> **Request**: Set out every one of the following rows as a numbered list, skipping any blank lines.

> **Supplied information**:
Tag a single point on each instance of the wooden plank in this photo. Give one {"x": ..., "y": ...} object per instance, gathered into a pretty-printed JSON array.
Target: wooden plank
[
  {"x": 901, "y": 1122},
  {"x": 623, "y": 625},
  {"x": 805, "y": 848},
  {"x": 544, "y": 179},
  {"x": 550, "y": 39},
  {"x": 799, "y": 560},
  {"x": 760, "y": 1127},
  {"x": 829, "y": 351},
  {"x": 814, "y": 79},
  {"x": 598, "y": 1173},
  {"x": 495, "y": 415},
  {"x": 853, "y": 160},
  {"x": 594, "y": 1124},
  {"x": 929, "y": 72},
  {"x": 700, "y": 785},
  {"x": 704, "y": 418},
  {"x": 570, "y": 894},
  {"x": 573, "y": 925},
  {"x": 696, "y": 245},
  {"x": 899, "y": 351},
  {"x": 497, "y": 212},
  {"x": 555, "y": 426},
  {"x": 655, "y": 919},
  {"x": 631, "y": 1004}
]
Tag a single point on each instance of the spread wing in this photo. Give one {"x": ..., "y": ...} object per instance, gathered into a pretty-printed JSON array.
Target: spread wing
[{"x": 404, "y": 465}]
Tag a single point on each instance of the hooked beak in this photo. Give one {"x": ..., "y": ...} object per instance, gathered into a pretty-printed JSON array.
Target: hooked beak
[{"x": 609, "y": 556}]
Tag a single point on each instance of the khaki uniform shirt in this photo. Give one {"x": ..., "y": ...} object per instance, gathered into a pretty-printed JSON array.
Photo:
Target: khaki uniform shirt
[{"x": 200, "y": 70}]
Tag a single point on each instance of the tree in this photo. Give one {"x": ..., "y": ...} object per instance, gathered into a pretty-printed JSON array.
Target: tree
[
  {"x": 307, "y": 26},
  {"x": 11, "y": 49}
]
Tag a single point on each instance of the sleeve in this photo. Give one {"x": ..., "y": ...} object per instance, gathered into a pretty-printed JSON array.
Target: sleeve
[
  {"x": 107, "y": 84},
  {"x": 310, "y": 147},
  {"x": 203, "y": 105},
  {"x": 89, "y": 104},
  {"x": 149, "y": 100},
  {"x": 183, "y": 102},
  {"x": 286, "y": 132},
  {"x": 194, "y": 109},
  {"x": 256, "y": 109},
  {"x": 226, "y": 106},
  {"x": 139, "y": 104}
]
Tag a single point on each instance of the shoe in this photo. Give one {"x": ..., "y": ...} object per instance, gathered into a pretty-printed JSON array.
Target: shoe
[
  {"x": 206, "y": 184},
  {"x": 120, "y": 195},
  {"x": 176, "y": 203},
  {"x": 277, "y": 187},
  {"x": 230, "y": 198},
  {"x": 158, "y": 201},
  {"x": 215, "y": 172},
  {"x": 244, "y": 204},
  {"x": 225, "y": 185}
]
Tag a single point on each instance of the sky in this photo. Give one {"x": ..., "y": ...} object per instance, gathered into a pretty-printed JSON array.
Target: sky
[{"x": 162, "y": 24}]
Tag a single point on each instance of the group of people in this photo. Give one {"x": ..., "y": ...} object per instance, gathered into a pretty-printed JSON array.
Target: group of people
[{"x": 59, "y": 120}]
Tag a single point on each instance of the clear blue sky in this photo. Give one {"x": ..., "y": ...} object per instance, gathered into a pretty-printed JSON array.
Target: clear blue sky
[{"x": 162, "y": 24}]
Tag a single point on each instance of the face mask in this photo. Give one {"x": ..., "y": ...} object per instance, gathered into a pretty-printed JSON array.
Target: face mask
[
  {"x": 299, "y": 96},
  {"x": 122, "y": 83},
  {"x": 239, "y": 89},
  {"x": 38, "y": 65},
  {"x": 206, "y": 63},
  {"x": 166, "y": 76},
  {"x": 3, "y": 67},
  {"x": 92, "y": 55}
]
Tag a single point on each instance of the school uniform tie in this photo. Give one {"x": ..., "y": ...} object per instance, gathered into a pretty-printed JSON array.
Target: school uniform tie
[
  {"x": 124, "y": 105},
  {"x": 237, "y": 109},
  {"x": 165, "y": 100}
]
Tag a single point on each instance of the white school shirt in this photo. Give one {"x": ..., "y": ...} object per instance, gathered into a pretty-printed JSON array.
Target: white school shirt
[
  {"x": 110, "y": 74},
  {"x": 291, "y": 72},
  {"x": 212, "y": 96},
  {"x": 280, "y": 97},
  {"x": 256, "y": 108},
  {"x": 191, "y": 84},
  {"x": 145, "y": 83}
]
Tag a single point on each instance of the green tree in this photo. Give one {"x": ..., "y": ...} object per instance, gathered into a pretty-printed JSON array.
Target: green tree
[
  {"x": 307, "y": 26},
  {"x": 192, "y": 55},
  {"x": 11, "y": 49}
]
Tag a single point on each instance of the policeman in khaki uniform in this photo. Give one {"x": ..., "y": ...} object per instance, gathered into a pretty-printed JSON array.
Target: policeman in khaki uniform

> **Solution for this task**:
1. Tag a single point on each instance of the wooden plank in this photo. Give one {"x": ..., "y": ...} object per instance, gathered into a pretty-printed JSON array.
2. Target: wooden plank
3. [
4.   {"x": 901, "y": 1122},
5.   {"x": 623, "y": 625},
6.   {"x": 805, "y": 848},
7.   {"x": 544, "y": 179},
8.   {"x": 550, "y": 39},
9.   {"x": 799, "y": 560},
10.   {"x": 760, "y": 1127},
11.   {"x": 829, "y": 351},
12.   {"x": 814, "y": 79},
13.   {"x": 598, "y": 1173},
14.   {"x": 495, "y": 415},
15.   {"x": 853, "y": 160},
16.   {"x": 594, "y": 1124},
17.   {"x": 929, "y": 72},
18.   {"x": 700, "y": 785},
19.   {"x": 704, "y": 418},
20.   {"x": 570, "y": 894},
21.   {"x": 573, "y": 925},
22.   {"x": 696, "y": 245},
23.   {"x": 899, "y": 351},
24.   {"x": 497, "y": 212},
25.   {"x": 555, "y": 426},
26.   {"x": 655, "y": 919},
27.   {"x": 631, "y": 1004}
28. ]
29. Tag a single point on each instance of the spread wing in this photo. Give one {"x": ..., "y": ...} object per instance, gathered into a pretty-printed JSON array.
30. Target: spread wing
31. [{"x": 404, "y": 465}]
32. Tag a single point on each instance of the hooked beak in this photo. Give one {"x": ..., "y": ...} object per instance, gathered into a pretty-printed JSON array.
33. Target: hooked beak
34. [{"x": 609, "y": 556}]
35. Tag a single point on each instance of the khaki uniform shirt in this photo. Give one {"x": ..., "y": ...} object per instance, gathered into a pretty-printed JSON array.
36. Photo:
37. Target: khaki uniform shirt
38. [{"x": 200, "y": 70}]
39. Tag a single point on each instance of the tree in this photo. Give one {"x": ..., "y": ...} object per instance, gathered into a pretty-printed JSON array.
40. Target: tree
41. [
42.   {"x": 307, "y": 26},
43.   {"x": 11, "y": 49}
44. ]
45. Tag a single point on each instance of the sleeve in this photo. Give one {"x": ..., "y": ...} object per instance, gathered into a pretty-printed JSON array.
46. Target: sleeve
47. [
48.   {"x": 107, "y": 84},
49.   {"x": 310, "y": 147},
50.   {"x": 203, "y": 105},
51.   {"x": 89, "y": 104},
52.   {"x": 149, "y": 100},
53.   {"x": 183, "y": 102},
54.   {"x": 286, "y": 132},
55.   {"x": 194, "y": 109},
56.   {"x": 256, "y": 109},
57.   {"x": 226, "y": 106},
58.   {"x": 139, "y": 104}
59. ]
60. Tag a single point on each instance of the shoe in this photo. Give one {"x": ..., "y": ...} object per instance, gathered into a pretty-printed JSON array.
61. Target: shoe
62. [
63.   {"x": 206, "y": 184},
64.   {"x": 120, "y": 195},
65.   {"x": 176, "y": 203},
66.   {"x": 277, "y": 187},
67.   {"x": 230, "y": 198},
68.   {"x": 158, "y": 201},
69.   {"x": 215, "y": 172},
70.   {"x": 244, "y": 204},
71.   {"x": 225, "y": 185}
72. ]
73. Tag a single point on each instance of the sky in this photo. Give one {"x": ..., "y": ...} object per instance, gathered into a pretty-printed JSON array.
74. Target: sky
75. [{"x": 162, "y": 24}]
76. Tag a single point on each instance of the group of people in this photo. Give one {"x": ..., "y": ...} object per instance, gathered into a pretty-printed JSON array.
77. Target: group of people
78. [{"x": 59, "y": 120}]
79. Tag a single point on each instance of the clear blue sky in this photo. Give one {"x": ..., "y": ...} object per instance, gathered into a pretty-printed JSON array.
80. Target: clear blue sky
81. [{"x": 162, "y": 24}]
82. Tag a single point on each instance of the face mask in this photo. Give one {"x": ..., "y": ...} object per instance, gathered into a pretty-printed JSON array.
83. Target: face mask
84. [
85.   {"x": 299, "y": 96},
86.   {"x": 122, "y": 83},
87.   {"x": 239, "y": 89},
88.   {"x": 38, "y": 65},
89.   {"x": 206, "y": 63},
90.   {"x": 166, "y": 76},
91.   {"x": 3, "y": 67},
92.   {"x": 92, "y": 55}
93. ]
94. Tag a single point on each instance of the school uniform tie in this photo. Give one {"x": ..., "y": ...} object per instance, gathered into a pretty-printed JSON array.
95. Target: school uniform tie
96. [
97.   {"x": 124, "y": 105},
98.   {"x": 237, "y": 109},
99.   {"x": 165, "y": 100}
100. ]
101. Tag a single point on each instance of the white school shirt in this photo. Give one {"x": ..., "y": ...} object per instance, gathered into a pretty-printed JSON array.
102. Target: white school shirt
103. [
104.   {"x": 110, "y": 74},
105.   {"x": 291, "y": 72},
106.   {"x": 212, "y": 96},
107.   {"x": 280, "y": 97},
108.   {"x": 256, "y": 108},
109.   {"x": 191, "y": 84},
110.   {"x": 145, "y": 83}
111. ]
112. Tag a single point on each instance of the green tree in this photo. Give one {"x": ..., "y": ...} object per instance, gathered into a pretty-printed JSON array.
113. Target: green tree
114. [
115.   {"x": 307, "y": 26},
116.   {"x": 192, "y": 55},
117.   {"x": 11, "y": 49}
118. ]
119. Tag a single point on each instance of the policeman in khaki uniform in this photo. Give one {"x": ..., "y": ...} object per instance, gathered into a pretty-printed JSON array.
120. Target: policeman in khaki uniform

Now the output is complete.